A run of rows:
---+---
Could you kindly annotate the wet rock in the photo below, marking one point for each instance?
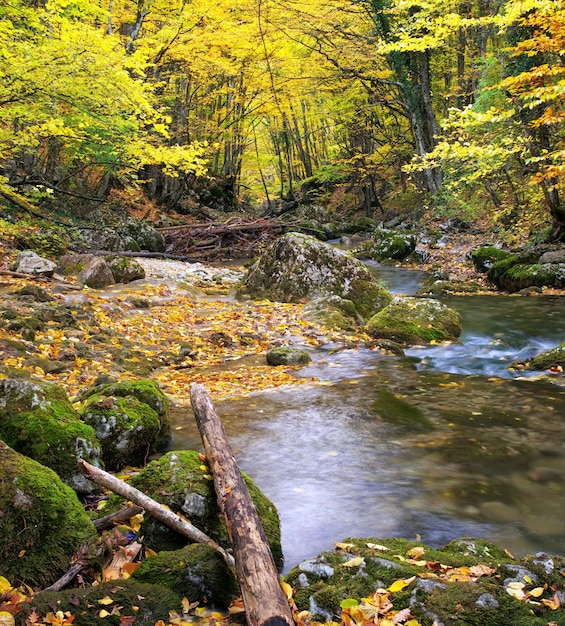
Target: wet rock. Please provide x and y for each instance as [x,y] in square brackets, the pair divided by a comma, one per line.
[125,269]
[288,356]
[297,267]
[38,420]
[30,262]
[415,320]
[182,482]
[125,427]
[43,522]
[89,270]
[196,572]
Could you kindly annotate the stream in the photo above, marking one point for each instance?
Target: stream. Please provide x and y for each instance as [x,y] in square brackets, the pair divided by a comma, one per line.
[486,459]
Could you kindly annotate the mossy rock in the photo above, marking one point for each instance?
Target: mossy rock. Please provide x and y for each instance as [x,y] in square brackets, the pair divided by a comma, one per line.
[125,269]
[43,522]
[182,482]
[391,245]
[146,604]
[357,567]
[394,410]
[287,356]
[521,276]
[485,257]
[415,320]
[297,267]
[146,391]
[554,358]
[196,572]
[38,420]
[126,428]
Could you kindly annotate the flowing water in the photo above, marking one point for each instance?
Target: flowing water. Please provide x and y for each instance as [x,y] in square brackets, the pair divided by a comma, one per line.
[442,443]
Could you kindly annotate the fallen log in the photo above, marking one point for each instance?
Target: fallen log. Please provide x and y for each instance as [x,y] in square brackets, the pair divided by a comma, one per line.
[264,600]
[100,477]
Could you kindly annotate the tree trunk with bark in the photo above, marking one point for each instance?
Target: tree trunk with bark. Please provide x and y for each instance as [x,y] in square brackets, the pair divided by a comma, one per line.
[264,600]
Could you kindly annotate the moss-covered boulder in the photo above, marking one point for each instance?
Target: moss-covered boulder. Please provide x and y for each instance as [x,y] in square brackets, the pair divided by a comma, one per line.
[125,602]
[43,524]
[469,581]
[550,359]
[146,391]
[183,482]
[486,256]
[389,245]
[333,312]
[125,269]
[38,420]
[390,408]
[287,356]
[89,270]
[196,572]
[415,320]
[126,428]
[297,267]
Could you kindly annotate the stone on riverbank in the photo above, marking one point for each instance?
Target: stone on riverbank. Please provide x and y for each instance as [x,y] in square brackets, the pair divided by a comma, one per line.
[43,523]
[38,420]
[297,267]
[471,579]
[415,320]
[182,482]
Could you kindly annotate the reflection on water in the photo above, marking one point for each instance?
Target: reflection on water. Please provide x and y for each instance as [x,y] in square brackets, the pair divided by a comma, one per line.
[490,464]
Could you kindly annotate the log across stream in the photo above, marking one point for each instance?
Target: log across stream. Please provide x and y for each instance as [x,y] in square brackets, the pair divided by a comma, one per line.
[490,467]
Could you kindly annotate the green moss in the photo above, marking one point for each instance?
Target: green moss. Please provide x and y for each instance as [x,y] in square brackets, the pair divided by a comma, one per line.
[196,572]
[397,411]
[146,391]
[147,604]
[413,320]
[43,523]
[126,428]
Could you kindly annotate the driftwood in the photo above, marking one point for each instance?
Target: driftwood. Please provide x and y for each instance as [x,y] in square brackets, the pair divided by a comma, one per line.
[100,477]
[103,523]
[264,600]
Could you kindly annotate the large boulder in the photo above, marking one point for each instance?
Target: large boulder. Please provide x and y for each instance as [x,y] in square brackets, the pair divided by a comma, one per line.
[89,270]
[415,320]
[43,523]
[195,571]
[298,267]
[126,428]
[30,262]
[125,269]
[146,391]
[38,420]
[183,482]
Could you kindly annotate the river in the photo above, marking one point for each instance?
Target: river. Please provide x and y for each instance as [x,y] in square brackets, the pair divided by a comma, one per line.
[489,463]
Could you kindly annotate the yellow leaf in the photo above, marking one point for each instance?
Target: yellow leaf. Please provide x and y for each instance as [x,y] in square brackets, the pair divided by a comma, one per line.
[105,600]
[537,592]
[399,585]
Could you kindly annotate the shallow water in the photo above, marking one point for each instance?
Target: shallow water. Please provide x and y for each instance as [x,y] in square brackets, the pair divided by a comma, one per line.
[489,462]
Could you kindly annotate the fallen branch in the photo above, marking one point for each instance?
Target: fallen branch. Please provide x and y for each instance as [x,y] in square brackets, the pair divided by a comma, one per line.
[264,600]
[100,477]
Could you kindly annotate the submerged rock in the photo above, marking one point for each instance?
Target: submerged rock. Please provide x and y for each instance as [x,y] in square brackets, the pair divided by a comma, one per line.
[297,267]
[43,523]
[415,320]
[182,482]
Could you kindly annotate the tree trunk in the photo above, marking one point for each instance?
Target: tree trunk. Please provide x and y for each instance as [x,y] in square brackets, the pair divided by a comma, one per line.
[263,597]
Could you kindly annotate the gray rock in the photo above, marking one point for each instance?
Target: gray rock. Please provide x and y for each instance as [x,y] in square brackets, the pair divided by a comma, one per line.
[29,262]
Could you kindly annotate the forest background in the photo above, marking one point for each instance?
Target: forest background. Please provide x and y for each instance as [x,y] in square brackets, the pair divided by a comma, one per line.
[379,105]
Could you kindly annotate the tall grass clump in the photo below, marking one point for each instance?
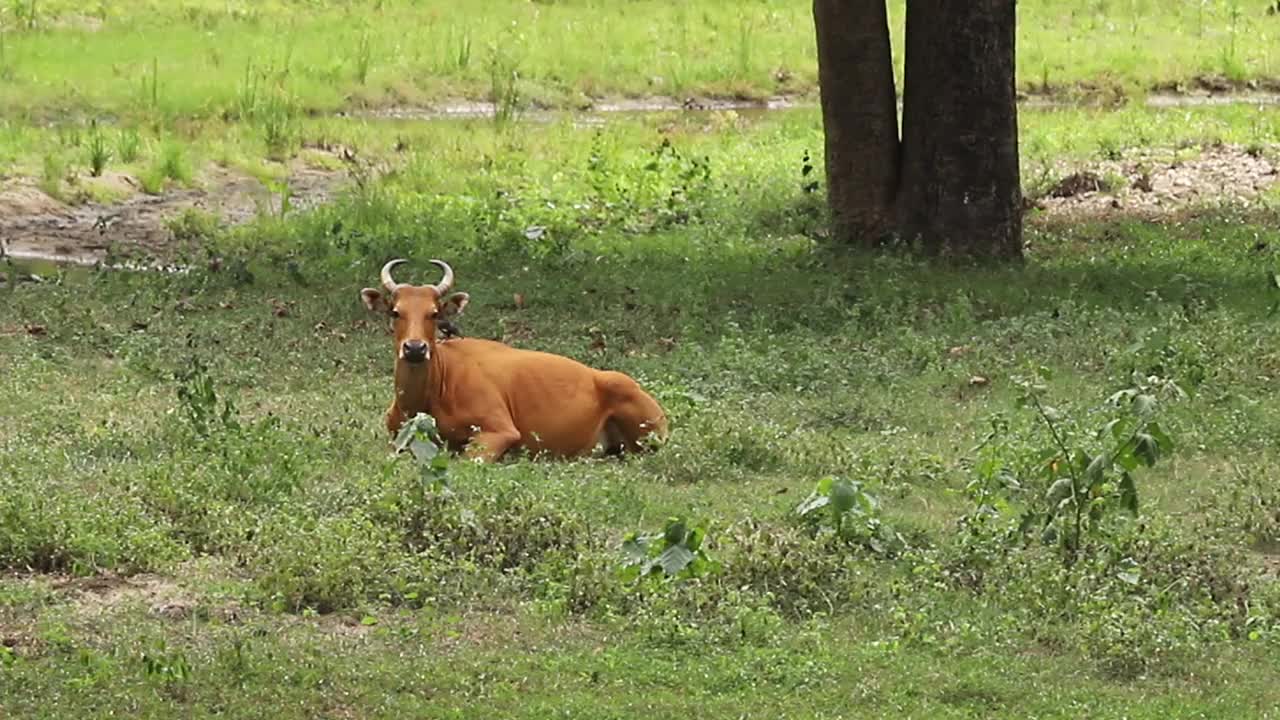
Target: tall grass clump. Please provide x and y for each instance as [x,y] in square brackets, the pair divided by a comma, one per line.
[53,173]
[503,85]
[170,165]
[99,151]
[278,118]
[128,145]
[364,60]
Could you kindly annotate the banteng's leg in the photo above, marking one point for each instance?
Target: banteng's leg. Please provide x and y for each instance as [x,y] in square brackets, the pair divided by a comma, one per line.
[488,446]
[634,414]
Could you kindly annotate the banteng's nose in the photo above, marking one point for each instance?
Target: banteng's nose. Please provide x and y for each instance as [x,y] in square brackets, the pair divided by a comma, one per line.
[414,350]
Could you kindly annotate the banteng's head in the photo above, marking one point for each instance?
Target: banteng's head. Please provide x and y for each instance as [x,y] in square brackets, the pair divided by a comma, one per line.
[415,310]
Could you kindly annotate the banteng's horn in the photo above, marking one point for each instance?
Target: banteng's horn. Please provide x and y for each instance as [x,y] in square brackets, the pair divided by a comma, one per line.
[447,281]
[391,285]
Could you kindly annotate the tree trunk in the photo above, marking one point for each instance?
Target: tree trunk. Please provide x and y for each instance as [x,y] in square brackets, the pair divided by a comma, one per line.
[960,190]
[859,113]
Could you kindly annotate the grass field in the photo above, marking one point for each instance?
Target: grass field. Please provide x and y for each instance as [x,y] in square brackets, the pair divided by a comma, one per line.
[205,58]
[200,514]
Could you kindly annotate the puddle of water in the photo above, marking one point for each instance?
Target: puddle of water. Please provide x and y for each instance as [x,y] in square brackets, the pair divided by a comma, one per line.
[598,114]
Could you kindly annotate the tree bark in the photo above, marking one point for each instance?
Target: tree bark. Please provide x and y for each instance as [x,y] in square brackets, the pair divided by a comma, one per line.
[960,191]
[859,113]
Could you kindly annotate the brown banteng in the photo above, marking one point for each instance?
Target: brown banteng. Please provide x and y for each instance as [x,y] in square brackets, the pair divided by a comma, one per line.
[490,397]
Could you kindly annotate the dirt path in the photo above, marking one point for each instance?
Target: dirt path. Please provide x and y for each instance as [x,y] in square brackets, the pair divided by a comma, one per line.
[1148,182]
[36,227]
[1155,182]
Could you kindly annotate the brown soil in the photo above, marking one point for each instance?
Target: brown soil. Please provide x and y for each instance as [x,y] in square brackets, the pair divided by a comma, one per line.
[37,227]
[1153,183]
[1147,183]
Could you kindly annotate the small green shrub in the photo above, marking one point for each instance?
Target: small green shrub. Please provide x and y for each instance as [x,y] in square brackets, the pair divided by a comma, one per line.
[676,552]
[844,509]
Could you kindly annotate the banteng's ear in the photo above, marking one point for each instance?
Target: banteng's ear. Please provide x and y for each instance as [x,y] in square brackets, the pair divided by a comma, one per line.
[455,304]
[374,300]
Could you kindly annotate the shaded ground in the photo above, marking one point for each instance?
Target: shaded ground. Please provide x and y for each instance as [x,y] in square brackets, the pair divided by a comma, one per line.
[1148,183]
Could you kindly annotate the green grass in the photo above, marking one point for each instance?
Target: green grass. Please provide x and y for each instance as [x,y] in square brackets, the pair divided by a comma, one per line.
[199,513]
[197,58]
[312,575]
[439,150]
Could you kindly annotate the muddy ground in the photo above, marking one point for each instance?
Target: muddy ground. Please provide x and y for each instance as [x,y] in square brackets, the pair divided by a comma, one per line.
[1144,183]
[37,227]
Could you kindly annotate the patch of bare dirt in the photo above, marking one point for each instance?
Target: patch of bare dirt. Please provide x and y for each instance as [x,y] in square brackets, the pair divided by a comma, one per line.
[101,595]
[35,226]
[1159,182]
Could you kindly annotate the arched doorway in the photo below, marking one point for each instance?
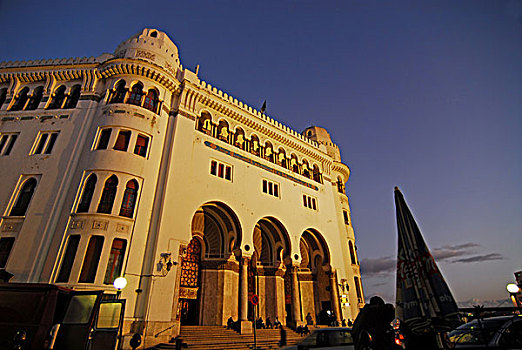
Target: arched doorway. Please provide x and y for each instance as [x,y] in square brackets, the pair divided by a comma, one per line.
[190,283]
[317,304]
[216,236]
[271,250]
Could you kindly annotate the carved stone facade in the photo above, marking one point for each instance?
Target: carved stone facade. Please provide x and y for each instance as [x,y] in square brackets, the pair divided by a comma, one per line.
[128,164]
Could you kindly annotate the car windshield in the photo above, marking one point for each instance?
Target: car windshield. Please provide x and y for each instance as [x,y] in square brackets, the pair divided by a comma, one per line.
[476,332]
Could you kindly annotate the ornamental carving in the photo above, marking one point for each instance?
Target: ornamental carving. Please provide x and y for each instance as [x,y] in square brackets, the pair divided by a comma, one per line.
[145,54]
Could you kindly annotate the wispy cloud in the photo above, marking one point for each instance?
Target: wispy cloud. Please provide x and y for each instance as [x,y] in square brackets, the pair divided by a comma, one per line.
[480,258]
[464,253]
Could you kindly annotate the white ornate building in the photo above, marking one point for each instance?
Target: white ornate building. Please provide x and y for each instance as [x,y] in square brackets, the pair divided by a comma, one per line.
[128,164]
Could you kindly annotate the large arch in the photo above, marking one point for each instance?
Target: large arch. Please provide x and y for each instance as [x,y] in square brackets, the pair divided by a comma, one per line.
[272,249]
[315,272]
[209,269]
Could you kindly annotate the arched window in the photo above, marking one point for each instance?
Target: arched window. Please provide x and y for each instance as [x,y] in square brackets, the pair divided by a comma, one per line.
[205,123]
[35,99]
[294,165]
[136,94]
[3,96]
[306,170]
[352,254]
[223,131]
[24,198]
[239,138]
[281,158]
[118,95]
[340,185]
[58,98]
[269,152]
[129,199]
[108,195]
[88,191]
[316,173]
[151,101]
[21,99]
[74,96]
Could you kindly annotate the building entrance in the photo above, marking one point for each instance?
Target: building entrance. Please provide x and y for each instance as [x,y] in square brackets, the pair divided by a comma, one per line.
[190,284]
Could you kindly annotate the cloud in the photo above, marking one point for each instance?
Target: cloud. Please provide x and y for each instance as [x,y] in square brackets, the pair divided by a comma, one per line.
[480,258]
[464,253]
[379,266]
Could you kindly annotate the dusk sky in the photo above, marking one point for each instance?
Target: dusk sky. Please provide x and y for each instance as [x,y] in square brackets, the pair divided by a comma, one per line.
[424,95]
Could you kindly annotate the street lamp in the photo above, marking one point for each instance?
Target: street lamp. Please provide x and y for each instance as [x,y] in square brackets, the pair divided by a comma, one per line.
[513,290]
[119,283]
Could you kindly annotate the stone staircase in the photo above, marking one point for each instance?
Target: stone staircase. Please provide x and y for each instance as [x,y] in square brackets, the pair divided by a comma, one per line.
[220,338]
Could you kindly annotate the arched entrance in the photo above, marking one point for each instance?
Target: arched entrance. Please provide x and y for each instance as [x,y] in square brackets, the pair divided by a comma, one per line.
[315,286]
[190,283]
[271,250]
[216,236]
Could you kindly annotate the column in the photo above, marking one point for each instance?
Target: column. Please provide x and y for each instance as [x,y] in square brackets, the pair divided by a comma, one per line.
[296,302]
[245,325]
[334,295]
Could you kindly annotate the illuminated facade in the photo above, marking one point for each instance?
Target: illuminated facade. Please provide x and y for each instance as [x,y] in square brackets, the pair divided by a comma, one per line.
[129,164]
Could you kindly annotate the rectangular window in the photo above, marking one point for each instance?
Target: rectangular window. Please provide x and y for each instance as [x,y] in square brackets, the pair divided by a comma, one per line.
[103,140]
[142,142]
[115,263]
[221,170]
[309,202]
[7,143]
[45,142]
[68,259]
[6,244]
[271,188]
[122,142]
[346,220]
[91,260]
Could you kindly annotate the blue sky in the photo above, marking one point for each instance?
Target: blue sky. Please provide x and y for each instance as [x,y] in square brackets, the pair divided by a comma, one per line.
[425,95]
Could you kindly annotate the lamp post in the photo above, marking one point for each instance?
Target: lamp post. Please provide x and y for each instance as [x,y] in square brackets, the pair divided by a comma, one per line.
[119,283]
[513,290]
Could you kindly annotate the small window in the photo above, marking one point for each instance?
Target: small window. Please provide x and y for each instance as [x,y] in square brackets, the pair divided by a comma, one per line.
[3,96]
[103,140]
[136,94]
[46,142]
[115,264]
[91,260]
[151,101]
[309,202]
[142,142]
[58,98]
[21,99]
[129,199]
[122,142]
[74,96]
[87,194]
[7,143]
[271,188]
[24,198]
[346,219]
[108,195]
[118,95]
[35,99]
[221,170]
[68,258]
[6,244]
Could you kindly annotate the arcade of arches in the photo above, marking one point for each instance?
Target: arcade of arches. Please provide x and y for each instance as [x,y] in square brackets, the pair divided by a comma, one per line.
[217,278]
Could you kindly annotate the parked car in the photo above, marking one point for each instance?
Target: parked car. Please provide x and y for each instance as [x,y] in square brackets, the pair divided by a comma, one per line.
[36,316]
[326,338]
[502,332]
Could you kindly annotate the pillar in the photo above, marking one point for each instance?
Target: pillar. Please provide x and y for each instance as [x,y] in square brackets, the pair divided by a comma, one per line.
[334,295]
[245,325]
---+---
Exercise prompt
Edit the lines starting with the line that contains "Could you kindly annotate the pillar" and going on through the end of the rows, replacing "pillar" with "column" and leaving everything else unchanged.

Result of the task
Could you kindly annotate the column in the photo above, marking one point for each instance?
Target: column. Please provide x and y for each instance as [x,y] in square brackets, the pair divided by a comma, one per line.
[334,295]
[245,325]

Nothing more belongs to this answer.